Vorliegender Auszug:
-*-*-
In älteren Zeiten kämpften Haufen gegen Haufen, in späteren meist nur Mann mit Mann. Auf deutschen Turnieren schlug man erst mit Kolben gegen einander, dann, auf ein gegebenes Zeichen, ließ man die Kolben fallen, griff zu den Schwertern und suchte einander die Helmkleinodien abzuhauen Wenn der Ritter in voller Rüstung einherritt, bedeckte das vorgeschobene Visir das Gesicht, und es war unmöglich, ihn zu erkennen. Darum wählte er ein äußeres Abzeichen, das ihn kenntlich machte, z. B. einen Hirsch, Löwen, Wolf, Bär, Fuchs, seit den Kreuzzügen häufig das Bild des Kreuzes; diese Abzeichen kamen in vielerlei Gestalten auf die Schilde und hießen Wappen. Durch kühne und tapfere Thaten bekamen diese Schilde eine Geschichte und wurden mit Ehrfurcht angesehen; auch erbten sie fort vom Vater auf den Sohn. Damit man aber die verschiedenen Seitenlinien einer Familie, welche dasselbe Wappen führte, von einander unterscheiden konnte, so brachte man noch besondere Verzierungen, meist von Gold, am Helme an und nannte diese Kleinode.. Ueberall kam es darauf an, durch geschickte Wendungen mit dem Pferde die Hiebe und Schläge des Gegners abzuwehren und dagegen mit Kraft und Gewandtheit demselben Schläge oder Hiebe beizubringen.
-*-*-
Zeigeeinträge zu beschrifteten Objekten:
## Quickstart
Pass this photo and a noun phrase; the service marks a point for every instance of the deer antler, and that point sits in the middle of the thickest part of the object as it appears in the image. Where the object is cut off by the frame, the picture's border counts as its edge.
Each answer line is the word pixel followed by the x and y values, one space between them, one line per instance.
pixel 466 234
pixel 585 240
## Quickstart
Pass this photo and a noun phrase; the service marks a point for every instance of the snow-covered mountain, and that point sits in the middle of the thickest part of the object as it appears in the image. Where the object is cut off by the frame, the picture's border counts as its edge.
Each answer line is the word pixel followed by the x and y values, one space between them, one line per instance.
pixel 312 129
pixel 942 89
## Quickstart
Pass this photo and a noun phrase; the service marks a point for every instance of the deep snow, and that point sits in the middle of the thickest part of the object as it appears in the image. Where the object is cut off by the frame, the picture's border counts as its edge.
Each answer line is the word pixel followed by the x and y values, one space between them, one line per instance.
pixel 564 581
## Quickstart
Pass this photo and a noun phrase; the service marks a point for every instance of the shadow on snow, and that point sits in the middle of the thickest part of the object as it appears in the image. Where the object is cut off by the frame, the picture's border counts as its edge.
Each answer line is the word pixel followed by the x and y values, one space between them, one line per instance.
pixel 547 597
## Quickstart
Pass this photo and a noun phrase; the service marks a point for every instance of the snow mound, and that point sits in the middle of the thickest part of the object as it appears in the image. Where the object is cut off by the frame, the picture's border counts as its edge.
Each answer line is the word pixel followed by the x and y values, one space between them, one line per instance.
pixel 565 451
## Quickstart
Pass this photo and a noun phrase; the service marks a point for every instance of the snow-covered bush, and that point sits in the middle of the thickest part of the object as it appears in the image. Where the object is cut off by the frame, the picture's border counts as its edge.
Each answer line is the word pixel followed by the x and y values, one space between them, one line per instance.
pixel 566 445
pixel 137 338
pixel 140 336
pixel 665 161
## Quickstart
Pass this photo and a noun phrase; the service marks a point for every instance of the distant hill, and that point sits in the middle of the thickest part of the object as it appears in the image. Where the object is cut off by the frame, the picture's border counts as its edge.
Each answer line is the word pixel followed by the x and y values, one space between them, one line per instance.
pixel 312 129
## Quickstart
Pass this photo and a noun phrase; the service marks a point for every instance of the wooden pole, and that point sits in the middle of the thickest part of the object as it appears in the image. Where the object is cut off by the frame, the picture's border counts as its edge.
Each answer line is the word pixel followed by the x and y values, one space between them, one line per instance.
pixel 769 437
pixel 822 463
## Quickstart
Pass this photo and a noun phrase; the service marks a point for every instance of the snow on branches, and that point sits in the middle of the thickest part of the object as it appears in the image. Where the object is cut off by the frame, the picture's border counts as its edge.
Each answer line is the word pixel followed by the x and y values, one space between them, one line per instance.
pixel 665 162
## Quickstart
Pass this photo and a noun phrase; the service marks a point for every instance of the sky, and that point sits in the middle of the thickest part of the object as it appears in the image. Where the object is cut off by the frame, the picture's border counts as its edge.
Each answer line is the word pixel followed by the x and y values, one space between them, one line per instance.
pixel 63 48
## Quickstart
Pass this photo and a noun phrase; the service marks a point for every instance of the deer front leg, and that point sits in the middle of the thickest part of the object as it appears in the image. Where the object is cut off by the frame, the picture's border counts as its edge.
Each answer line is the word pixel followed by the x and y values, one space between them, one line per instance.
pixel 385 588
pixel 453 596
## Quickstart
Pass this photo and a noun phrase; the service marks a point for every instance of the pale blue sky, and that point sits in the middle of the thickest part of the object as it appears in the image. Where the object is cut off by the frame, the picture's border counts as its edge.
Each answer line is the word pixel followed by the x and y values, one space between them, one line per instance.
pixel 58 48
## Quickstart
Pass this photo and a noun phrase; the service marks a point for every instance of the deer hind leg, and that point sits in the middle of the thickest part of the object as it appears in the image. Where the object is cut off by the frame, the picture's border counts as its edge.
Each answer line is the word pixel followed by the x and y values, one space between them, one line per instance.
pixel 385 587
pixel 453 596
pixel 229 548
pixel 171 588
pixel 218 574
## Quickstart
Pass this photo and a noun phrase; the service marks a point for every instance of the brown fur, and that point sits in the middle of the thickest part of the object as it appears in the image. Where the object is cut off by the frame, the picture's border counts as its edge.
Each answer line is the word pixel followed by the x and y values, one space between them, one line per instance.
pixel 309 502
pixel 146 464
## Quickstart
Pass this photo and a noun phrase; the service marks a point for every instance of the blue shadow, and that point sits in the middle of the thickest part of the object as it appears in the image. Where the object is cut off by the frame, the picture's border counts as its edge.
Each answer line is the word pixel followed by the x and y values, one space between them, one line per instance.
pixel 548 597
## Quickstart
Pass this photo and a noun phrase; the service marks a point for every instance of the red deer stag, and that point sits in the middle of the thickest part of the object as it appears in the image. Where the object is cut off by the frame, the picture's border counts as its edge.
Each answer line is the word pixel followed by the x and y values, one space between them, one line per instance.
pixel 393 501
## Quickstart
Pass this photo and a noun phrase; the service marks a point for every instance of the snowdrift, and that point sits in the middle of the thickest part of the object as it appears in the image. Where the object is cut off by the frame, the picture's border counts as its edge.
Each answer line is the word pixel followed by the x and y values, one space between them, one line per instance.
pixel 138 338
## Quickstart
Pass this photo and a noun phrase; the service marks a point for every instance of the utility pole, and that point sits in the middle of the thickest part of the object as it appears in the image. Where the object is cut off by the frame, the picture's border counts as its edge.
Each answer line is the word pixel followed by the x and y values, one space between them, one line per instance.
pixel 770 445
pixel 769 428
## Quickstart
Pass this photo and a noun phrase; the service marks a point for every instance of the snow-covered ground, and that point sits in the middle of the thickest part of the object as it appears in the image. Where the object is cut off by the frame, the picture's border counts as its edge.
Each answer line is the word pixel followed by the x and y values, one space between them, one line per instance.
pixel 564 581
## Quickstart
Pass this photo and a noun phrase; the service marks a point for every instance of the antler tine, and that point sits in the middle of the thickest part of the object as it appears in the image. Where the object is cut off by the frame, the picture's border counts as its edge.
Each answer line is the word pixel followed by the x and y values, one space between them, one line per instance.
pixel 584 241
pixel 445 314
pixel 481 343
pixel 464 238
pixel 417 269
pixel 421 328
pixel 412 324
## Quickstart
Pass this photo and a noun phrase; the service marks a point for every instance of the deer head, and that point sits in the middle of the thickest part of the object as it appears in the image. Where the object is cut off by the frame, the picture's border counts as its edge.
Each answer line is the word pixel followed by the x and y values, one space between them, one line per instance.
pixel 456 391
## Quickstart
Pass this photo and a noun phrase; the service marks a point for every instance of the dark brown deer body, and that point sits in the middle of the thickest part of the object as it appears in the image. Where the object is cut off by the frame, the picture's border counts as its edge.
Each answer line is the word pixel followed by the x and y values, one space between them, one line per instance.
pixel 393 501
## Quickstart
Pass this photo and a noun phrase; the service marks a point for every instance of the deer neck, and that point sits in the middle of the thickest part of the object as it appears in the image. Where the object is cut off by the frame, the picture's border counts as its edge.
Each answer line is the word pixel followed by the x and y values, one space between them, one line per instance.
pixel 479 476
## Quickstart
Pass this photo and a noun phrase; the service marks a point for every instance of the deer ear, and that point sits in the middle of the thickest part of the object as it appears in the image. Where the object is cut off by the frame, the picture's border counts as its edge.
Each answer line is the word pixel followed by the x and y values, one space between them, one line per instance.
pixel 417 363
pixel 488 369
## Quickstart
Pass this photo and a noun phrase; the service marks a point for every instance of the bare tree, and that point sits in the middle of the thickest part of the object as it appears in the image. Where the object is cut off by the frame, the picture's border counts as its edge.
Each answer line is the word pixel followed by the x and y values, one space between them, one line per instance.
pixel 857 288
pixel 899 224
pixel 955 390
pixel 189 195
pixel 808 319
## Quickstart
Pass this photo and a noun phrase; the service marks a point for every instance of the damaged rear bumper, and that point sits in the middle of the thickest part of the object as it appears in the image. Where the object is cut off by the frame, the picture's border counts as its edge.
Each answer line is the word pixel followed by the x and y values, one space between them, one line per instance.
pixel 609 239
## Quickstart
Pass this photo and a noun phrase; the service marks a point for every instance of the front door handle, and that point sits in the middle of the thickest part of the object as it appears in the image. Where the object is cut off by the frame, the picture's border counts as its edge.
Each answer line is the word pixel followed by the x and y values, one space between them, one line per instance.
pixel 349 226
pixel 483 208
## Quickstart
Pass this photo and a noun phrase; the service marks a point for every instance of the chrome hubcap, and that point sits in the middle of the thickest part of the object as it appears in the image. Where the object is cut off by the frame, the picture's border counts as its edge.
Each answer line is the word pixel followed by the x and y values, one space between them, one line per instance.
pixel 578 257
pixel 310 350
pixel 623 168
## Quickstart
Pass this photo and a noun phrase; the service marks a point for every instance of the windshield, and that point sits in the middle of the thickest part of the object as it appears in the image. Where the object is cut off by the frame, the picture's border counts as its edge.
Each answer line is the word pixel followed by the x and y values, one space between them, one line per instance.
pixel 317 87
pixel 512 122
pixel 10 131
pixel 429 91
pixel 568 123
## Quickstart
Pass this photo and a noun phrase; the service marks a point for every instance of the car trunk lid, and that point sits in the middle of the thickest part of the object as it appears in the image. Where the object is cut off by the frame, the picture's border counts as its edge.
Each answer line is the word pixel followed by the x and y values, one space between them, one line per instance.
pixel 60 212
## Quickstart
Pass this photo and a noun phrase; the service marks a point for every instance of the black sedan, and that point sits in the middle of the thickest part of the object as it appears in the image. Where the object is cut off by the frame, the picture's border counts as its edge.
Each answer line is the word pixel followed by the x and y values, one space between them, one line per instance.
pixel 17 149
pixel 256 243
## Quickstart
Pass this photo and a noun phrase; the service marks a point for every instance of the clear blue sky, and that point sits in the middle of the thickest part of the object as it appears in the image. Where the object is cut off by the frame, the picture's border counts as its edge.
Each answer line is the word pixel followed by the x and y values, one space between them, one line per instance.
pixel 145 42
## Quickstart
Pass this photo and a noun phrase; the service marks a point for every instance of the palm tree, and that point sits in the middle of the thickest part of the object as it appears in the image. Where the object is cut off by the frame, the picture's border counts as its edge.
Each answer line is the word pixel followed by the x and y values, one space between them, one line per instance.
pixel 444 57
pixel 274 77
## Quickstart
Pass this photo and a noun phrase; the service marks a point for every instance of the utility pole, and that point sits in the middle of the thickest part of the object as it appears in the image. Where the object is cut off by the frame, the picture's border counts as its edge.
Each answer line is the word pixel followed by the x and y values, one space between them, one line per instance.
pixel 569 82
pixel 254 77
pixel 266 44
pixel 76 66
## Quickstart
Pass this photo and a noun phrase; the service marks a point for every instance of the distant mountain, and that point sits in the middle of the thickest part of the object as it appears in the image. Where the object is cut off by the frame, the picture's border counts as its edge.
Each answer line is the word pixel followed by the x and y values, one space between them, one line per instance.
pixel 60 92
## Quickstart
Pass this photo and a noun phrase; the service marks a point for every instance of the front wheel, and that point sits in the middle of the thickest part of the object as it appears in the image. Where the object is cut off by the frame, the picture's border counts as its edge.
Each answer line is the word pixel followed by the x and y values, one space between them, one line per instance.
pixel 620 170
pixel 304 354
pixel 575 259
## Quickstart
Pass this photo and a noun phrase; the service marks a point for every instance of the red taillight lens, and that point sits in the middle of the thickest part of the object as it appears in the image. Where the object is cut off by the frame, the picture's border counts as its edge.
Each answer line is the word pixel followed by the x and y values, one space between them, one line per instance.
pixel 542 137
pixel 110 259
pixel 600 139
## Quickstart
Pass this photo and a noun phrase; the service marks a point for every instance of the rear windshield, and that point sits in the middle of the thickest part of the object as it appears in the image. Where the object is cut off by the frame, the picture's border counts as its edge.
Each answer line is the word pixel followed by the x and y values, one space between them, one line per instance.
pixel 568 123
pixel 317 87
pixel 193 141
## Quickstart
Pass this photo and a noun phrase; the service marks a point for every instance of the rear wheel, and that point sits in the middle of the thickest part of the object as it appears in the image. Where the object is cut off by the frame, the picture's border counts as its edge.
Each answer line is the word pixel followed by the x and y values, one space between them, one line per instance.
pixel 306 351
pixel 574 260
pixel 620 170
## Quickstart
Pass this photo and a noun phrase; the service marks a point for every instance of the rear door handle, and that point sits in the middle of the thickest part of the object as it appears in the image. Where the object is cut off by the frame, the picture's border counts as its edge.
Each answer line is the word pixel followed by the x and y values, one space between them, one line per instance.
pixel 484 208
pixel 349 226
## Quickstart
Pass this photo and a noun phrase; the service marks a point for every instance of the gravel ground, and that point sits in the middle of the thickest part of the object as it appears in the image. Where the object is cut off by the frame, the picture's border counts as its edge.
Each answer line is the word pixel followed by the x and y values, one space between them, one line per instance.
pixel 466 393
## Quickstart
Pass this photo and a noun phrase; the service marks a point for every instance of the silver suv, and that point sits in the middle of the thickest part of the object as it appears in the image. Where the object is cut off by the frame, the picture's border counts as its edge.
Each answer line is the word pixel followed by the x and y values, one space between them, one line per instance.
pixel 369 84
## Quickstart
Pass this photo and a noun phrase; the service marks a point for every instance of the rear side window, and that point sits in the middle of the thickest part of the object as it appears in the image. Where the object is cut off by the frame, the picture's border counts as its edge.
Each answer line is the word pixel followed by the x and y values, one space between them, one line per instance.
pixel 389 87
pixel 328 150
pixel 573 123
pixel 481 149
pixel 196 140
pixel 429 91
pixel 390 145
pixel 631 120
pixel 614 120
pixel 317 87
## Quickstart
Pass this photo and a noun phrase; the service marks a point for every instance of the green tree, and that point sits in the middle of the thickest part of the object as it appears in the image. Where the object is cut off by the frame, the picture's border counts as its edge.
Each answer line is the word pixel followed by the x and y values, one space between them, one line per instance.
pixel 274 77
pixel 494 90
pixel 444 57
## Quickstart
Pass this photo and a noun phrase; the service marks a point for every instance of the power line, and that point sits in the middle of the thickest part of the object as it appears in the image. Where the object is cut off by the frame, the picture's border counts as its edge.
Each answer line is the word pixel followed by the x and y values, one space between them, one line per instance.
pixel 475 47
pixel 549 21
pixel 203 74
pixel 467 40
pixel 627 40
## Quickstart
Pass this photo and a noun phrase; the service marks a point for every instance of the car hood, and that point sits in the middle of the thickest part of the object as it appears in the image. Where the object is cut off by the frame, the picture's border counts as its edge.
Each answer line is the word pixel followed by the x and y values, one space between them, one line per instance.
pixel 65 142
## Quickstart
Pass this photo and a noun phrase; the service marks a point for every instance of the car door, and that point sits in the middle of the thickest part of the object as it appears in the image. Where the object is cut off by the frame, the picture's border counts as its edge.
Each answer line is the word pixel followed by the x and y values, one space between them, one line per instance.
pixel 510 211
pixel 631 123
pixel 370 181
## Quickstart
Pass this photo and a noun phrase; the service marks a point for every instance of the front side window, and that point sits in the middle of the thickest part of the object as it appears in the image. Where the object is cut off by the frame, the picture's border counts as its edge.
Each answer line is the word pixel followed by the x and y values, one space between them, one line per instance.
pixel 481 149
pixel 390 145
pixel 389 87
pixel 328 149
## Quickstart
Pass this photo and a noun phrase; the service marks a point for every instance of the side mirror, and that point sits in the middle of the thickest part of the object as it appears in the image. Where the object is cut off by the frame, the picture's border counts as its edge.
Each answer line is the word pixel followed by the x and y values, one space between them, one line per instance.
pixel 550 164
-*-*-
Die Aufgabe:
Nenne alle Tiere, die der Auszug über Ritterturniere und Wappen als Beispiele für äußere Abzeichen der Ritter aufzählt.

Aufgabenergebnis:
Hirsch, Löwe, Wolf, Bär, Fuchs